The Legislature is once again trying to move forward with a bill to mandate lifetime medical monitoring coverage to Vermonters who may have been exposed to toxic chemicals such as the PFAS family of hazardous greeblies. Lawmakers passed such a bill in 2018 and 2019, only to see it vetoed by Gov. Phil Scott both times for his usual weak-ass reasons.

Well, now we know exactly how closely the administration was coordinating its stance with big corporate interests. Short version: Hand in glove. Or footsie under the table, if you prefer.

This revelation doesn’t come from Vermont’s sadly diminished political press, but from The Hill in faraway Washington, D.C. On January 26, The Hill posted the second in a four-part series on efforts to defeat such legislation in multiple states. The opening paragraph lays out the thesis:

State-level efforts to help victims of “forever chemical” exposure get compensation have met resistance from both governments and industry — and this pushback has been particularly effective in Republican-led states.

Like for instance, Vermont, which is the focus of the 1/26 story. It draws on public records requests that uncovered how “an official in the governor’s office coordinated with a lobbyist in ‘watering down'” the bill.

> DATA SEGMENT:

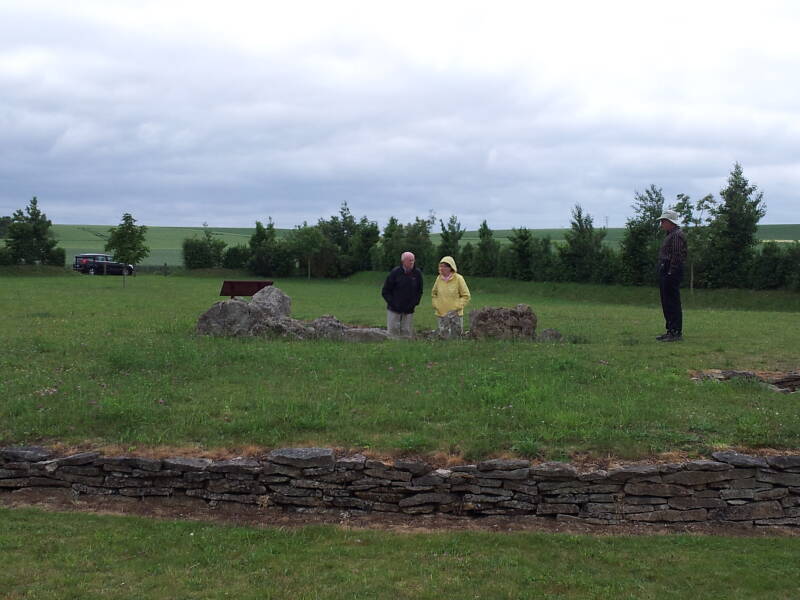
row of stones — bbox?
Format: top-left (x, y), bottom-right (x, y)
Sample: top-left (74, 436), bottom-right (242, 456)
top-left (0, 447), bottom-right (800, 526)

> TASKS TO COMPLETE:
1. Answer from the piece on Vermont's medical monitoring bill:
(a) In which two years did lawmakers pass such a bill?
(b) Who vetoed it both times?
(c) On what date did The Hill post the second part of its series?
2. Write the next part of the piece on Vermont's medical monitoring bill.
You won't need the material for any of this.

> ANSWERS BY ITEM:
1.
(a) 2018 and 2019
(b) Gov. Phil Scott
(c) January 26

2.
The official was Ethan Latour, then assistant spokesflack for Scott and now Deputy Finance Commissioner (because flackery is such good preparation for a high-level fiscal management post). The most telling moment: Latour sent an email to Warren Coleman of MMR, the top black-hat lobby shop in Montpelier, in which he shared a draft of a policy memo to the governor. Yep, Latour was making sure his memo danced to Coleman’s tune.

But that’s not the most telling part! In the email, Latour made reference to “his/our proposal,” meaning a weakened version of the bill which was a joint effort between the administration and Coleman’s corporate paymasters.

One more snuggly little detail: Before Latour joined the Scott administration, he worked for…. wait for it… MMR.

Update. Latour doesn’t work for the state anymore. He’s on the Secretary of State’s Lobbyist registry as a lobbyist employed by… wait for it… MMR. Isn’t that special!